### ASSIGNED TASK 1
Set down the stretch from "The surge of" through "riddled with explosives." in the article on the Marine dog handler, word for word.
### ASSIGNED TASK 2
Carry the article on Mulherron and his bomb-detection dog Boone further, starting after its last sentence.

[EXCERPTED TEXT Boundary: Start]

Marine tradition since World War II is to pair a handler with a dog of similar character. “Mulherron and Boone never stopped giving 110 percent,” Miller said. “There were days they both simply were dehydrated and running on empty, yet after addressing the issue, picked right back up and got back to work.

“All of our Marines did an outstanding job,” handling bomb-detector dogs on patrol, he added. “They saved countless lives while deployed in Helmand in 2010.”

The surge of Marines sent to confront the Taliban in 2010 had suffered heavy casualties.

In Garmsir district, Mulherron and Boone found dirt roads and paths riddled with explosives.

“That was a tough year, a tough deployment. It was hard on Andrew, but Boone helped him get through it. They lost a lot of friends,” said his mother, Nuala Mulherron.

Boone helped all of them, her son remembered.

“Me and him, we were always out front sweeping the roads. Everybody loved him, everybody trusted him. He had quite a few confirmed finds,” Mulherron said. “I remember every one of them.”

After the deployment, contractors were waiting for Boone when their C-17 landed in California. Mulherron had a few minutes to say a tearful goodbye.

[EXCERPTED TEXT Boundary: End]
[RAW DATA Boundary: Start]

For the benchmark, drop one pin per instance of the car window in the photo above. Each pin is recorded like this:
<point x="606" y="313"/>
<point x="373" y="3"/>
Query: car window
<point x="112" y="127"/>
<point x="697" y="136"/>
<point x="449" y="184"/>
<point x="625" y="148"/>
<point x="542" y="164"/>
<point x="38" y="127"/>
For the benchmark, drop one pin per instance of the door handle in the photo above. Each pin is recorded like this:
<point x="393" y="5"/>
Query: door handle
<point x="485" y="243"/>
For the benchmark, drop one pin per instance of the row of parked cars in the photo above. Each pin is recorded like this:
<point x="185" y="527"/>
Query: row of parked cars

[RAW DATA Boundary: End]

### OUTPUT 1
The surge of Marines sent to confront the Taliban in 2010 had suffered heavy casualties.

In Garmsir district, Mulherron and Boone found dirt roads and paths riddled with explosives.

### OUTPUT 2
“He had a hard time giving him up. They were together almost two years,” said his father, John Mulherron.

After that, Boone deployed again to Afghanistan with another Marine, to the minefields of Sangin. Then he was enlisted in the Army as a search-and-rescue dog, staying on after the IED Detector Dog program ended.

Mulherron returned to Afghanistan, then deployed twice more.

“Anytime he’d meet another dog, he’d say, ‘Oh, he doesn’t compare to my Boone.’ Everybody got sick of hearing about Boone,” his mother said, chuckling. “Even though he’s a big bad Marine, he’s got a soft heart when it comes to the dog. No one is supposed to know that.”

En route to Iraq in April, Mulherron and a United Airlines flight attendant started chatting on the long flight to Germany about her work rescuing dogs. Mulherron mentioned that he was trying to track down Boone.

“I’ll go get your dog,” Molli Oliver, 64, of Los Angeles, told Mulherron.

“I was just empowered by this Marine and his love for the dog,” she recalled.

After spending about $1,400, making several trips to visit Boone and reuniting another military dog with his former handler, Oliver brought Mulherron’s buddy to California.

On Oct. 5, she signed the paperwork at Fort Leonard Wood in Missouri to discharge N787 — the action number tattooed on Boone’s ear. Oliver flew him to Northern California, cuddled in a Marine Corps blanket. “Once a Marine, always a Marine,” she remarked.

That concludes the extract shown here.